▸ Description of the task: Rewrite all the entries below as a numbered list with one line per item, and omit any blank lines.

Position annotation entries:
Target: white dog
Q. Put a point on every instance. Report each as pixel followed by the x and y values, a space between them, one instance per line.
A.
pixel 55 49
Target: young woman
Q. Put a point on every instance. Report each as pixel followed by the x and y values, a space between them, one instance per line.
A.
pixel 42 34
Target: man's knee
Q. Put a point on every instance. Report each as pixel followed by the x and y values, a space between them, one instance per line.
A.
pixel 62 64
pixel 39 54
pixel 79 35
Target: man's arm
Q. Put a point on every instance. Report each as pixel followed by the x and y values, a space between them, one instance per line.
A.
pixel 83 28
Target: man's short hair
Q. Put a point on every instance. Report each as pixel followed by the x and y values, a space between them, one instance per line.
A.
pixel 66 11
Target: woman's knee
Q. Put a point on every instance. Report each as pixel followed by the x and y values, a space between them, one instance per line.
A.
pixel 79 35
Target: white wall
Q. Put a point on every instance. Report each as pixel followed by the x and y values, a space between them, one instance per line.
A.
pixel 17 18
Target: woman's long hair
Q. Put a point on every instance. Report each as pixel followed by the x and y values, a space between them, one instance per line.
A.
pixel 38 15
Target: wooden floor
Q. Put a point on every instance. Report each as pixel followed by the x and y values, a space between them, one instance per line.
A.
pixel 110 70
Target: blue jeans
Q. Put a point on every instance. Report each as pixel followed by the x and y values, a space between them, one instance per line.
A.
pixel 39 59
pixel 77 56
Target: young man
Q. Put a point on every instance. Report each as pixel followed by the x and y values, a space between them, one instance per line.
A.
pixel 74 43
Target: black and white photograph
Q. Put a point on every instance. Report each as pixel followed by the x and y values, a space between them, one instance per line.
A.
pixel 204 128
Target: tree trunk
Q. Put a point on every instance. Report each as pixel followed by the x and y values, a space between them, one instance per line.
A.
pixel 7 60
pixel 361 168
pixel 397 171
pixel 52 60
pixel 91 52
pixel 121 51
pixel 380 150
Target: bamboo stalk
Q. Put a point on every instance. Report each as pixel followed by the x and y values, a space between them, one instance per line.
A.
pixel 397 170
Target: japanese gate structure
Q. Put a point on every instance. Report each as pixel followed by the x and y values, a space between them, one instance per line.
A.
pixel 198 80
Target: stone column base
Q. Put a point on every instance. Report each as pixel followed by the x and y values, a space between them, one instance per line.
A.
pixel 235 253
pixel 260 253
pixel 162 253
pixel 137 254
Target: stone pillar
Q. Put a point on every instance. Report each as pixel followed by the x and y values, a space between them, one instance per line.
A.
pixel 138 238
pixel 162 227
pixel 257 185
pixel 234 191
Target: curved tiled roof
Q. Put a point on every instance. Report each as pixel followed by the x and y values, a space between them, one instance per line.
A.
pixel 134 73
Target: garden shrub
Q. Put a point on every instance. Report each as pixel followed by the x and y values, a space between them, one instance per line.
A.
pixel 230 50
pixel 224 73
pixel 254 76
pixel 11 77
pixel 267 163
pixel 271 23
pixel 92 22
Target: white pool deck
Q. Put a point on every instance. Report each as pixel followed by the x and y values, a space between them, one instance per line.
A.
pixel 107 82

▸ Solved exercise:
1. Target: white dog
2. Q. Put a point on every instance. Report each as pixel followed by the x and y values, a space between them, one instance per line.
3. A.
4. pixel 55 49
5. Target: young woman
6. Q. Put a point on every instance. Report each as pixel followed by the x and y values, a space between them, one instance per line.
7. A.
8. pixel 42 34
9. Target: man's knee
10. Q. Put a point on every instance. Report each as pixel followed by the x and y values, a space between them, one instance per line.
11. A.
12. pixel 62 64
13. pixel 39 54
14. pixel 79 35
15. Target: man's arm
16. Q. Put a point on every instance. Report each as pixel followed by the x and y values, a space between them, one instance per line.
17. A.
18. pixel 83 28
19. Target: man's short hair
20. Q. Put a point on every instance. Report each as pixel followed by the x and y values, a space between them, one instance per line.
21. A.
22. pixel 66 11
23. Target: woman's knee
24. Q. Put a point on every instance. Report each as pixel followed by the x and y values, a space between them, one instance per line.
25. A.
26. pixel 79 35
27. Target: white wall
28. Q. Put a point on every instance. Report each as pixel followed by the x and y values, a space between them, one instance per line.
29. A.
30. pixel 17 18
31. Target: woman's long hair
32. Q. Put a point on every instance. Report each as pixel followed by the x and y values, a space between them, one instance per line.
33. A.
34. pixel 38 15
35. Target: wooden floor
36. Q. Put a point on every instance. Report each as pixel followed by the x and y values, a space between them, one instance per line.
37. A.
38. pixel 110 70
39. Target: blue jeans
40. Q. Put a point on every instance. Report each as pixel followed by the x and y values, a space between them, one instance per line.
41. A.
42. pixel 39 59
43. pixel 77 56
44. Target: young man
45. Q. Put a point on every instance. Report each as pixel followed by the x and y values, a space between them, one instance per line.
46. A.
47. pixel 74 43
48. Target: black and white photograph
49. Q. Put a point on every instance. Report each as pixel followed by the x and y values, a space between them, one instance per line.
50. A.
51. pixel 204 128
52. Target: tree trunk
53. Q. Put a point on every instance. Report each as pixel followed by the x and y values, a space between them, one instance per line.
54. A.
55. pixel 7 60
56. pixel 361 168
57. pixel 397 171
58. pixel 52 60
59. pixel 91 52
60. pixel 121 51
61. pixel 380 150
62. Target: bamboo stalk
63. Q. Put a point on every instance. Report each as pixel followed by the x and y values, a space between them, one instance per line.
64. A.
65. pixel 397 170
66. Target: japanese gate structure
67. Q. Put a point on every instance. Report each as pixel followed by the x and y values, a space between them, one instance per line.
68. A.
69. pixel 198 80
70. Target: stone column base
71. Q. Put a point on every instance. Report each as pixel followed by the x and y values, a space between them, one instance per line.
72. A.
73. pixel 235 253
74. pixel 260 253
75. pixel 162 253
76. pixel 137 254
77. Target: stone pillar
78. Q. Put a point on every instance. Report each as pixel followed by the x and y values, a space between them, one instance per line.
79. A.
80. pixel 138 238
81. pixel 162 227
82. pixel 257 185
83. pixel 234 191
84. Target: curved tiled roof
85. Q. Put a point on every instance. Report each as pixel followed by the x and y values, a space between them, one instance per line.
86. A.
87. pixel 134 73
88. Target: garden shrub
89. Q. Put a point on every instance. Report each as pixel followed by the x and y values, a space between them, one instance per line.
90. A.
91. pixel 230 50
92. pixel 224 73
93. pixel 254 76
94. pixel 11 77
95. pixel 267 163
96. pixel 271 23
97. pixel 92 22
98. Target: white pool deck
99. Q. Put a point on every instance. Report each as pixel followed by the x and y values, a space between them, one instance per line.
100. A.
101. pixel 107 82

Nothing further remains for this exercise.